++++ Text
OR, “I’ll have vinegar with my french fries.”
Since I am what is euphemistically called ‘between jobs’ I agreed to help a local farmer with the tomato harvest. Faye worked for him last year and said he had real trouble getting enough help on Sundays because his Mennonite helpers don’t work Sunday. So I agreed to help on Sundays.
I really didn’t look forward to going last Sunday because it’s hard, noisy, dusty work. I didn’t look forward to it mostly because I’ve never done it. Despite Fayes’ vivid descriptions of last years’ harvest I was pretty well clueless. Faye said ‘Just do the best you can.’
Last Sunday we got to the field about 9AM. It turned out that two other people were helping, a 15-year-old girl and the farmers’ girlfriend. The tomato harvester is a contraption which is pulled by a tractor and run by the tractor’s power take off (PTO). The contraption costs perhaps $200,000 (that’s a pure guess and probably low) and was built and safety inspected in Dublin Eire of all places. Through mechanical magic, it pulls a double row of plants out of the ground, shakes off most of the dirt, cuts, shreds and discards most of the plants, and deposits what’s left onto a conveyor belt. The sorters, who work inside a sort of tented enclosure on the harvester, then sort and discard into a slot between the belt and the platform you stand on the bad tomatoes as well as any detritus that gets through the mechanical magic performed earlier. What gets through this step is then dumped into a wagon being pulled alongside the harvester by another tractor. When the wagon’s full it will be replaced by another wagon and eventually the full wagons will be towed to the processing plant.
++++++++
▶ **Goals**
1. In the tomato harvest account, why did the farmer have trouble getting enough help on Sundays?
2. Reproduce the tomato harvest account between "Since I am what" and "help on Sundays.", inclusive.
3. Carry the tomato harvest account forward, beginning immediately after its final sentence.
++++ Data lines
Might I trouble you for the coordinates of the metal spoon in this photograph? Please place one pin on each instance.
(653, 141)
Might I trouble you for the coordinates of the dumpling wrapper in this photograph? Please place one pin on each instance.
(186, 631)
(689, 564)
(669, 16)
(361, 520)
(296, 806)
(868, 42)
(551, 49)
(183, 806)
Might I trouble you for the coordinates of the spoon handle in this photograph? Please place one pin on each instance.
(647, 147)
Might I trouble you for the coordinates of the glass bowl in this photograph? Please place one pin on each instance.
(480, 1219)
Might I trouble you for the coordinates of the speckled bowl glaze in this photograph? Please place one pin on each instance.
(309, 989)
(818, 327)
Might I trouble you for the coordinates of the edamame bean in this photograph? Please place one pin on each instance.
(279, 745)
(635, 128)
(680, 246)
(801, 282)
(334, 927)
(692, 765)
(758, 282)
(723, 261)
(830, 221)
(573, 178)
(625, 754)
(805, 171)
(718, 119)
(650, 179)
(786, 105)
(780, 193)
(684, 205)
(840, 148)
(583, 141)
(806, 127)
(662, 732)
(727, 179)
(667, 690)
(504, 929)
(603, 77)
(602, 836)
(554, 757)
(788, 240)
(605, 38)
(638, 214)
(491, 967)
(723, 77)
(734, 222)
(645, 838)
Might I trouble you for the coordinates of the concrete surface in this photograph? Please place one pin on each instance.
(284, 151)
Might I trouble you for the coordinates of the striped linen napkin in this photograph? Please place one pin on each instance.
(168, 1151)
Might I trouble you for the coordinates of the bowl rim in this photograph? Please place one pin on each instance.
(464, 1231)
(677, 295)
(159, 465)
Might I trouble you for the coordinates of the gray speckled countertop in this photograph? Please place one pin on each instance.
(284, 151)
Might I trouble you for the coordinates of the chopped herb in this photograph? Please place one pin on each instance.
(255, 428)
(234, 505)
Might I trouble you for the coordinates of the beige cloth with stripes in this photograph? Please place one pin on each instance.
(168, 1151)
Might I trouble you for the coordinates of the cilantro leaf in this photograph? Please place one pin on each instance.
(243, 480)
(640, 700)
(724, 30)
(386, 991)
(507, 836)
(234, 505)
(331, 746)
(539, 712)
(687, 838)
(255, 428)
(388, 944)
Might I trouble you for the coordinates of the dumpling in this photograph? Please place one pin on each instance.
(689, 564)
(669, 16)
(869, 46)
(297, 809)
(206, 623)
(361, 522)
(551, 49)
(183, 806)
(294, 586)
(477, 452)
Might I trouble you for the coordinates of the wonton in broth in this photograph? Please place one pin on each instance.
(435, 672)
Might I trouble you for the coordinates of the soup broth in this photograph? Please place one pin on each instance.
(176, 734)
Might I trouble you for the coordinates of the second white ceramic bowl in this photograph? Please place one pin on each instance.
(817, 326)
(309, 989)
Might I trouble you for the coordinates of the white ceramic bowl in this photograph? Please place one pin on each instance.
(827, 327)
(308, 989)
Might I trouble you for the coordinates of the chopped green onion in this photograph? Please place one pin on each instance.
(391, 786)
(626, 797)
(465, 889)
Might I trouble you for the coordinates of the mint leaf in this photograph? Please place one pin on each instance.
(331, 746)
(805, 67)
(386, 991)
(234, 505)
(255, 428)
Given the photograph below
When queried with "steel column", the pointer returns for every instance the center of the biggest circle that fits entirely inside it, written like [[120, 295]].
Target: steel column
++++++++
▶ **Task-by-task answers**
1. His Mennonite helpers do not work on Sundays.

2.
Since I am what is euphemistically called ‘between jobs’ I agreed to help a local farmer with the tomato harvest. Faye worked for him last year and said he had real trouble getting enough help on Sundays because his Mennonite helpers don’t work Sunday. So I agreed to help on Sundays.

3.
Now I will switch from first person to second person.
The detritus includes small weeds; small tomato plant stems; dirt clods that range in size from peas to large fists; corncobs from last years’ corn crop; and the odd toad, snake, or mouse. The Roma-variety tomatoes may be ripe; green; large; small; split. There is also a percentage of tomatoes that are rotten and squishy. You know, the kind that you gag over when you find it in the fridge. The kind that you feel compelled to handle with a paper towel or even a glove.
That’s why you wear gloves when you work the harvester.
The conveyor belt has three speeds. About 1 foot per second, about 1 1/2 feet per second, and holy-crap-you-need-speed-to-keep-up. As already mentioned the sorter’s job is to grab and discard the bad tomatoes and detritus. On one square foot of belt there could be anywhere from zero to, say, twenty objects to evaluate. Basically, you have to see, evaluate, react, grab a moving target, discard, see, evaluate, react, grab, discard, and so on. And so on. And so on. There is no time to think about what you’re doing. Think about playing baseball, tennis, basketball, or hockey and how you have to quickly react. Except in those sports you generally get a few seconds’ break between sessions of having to react. Not so in tomato sorting.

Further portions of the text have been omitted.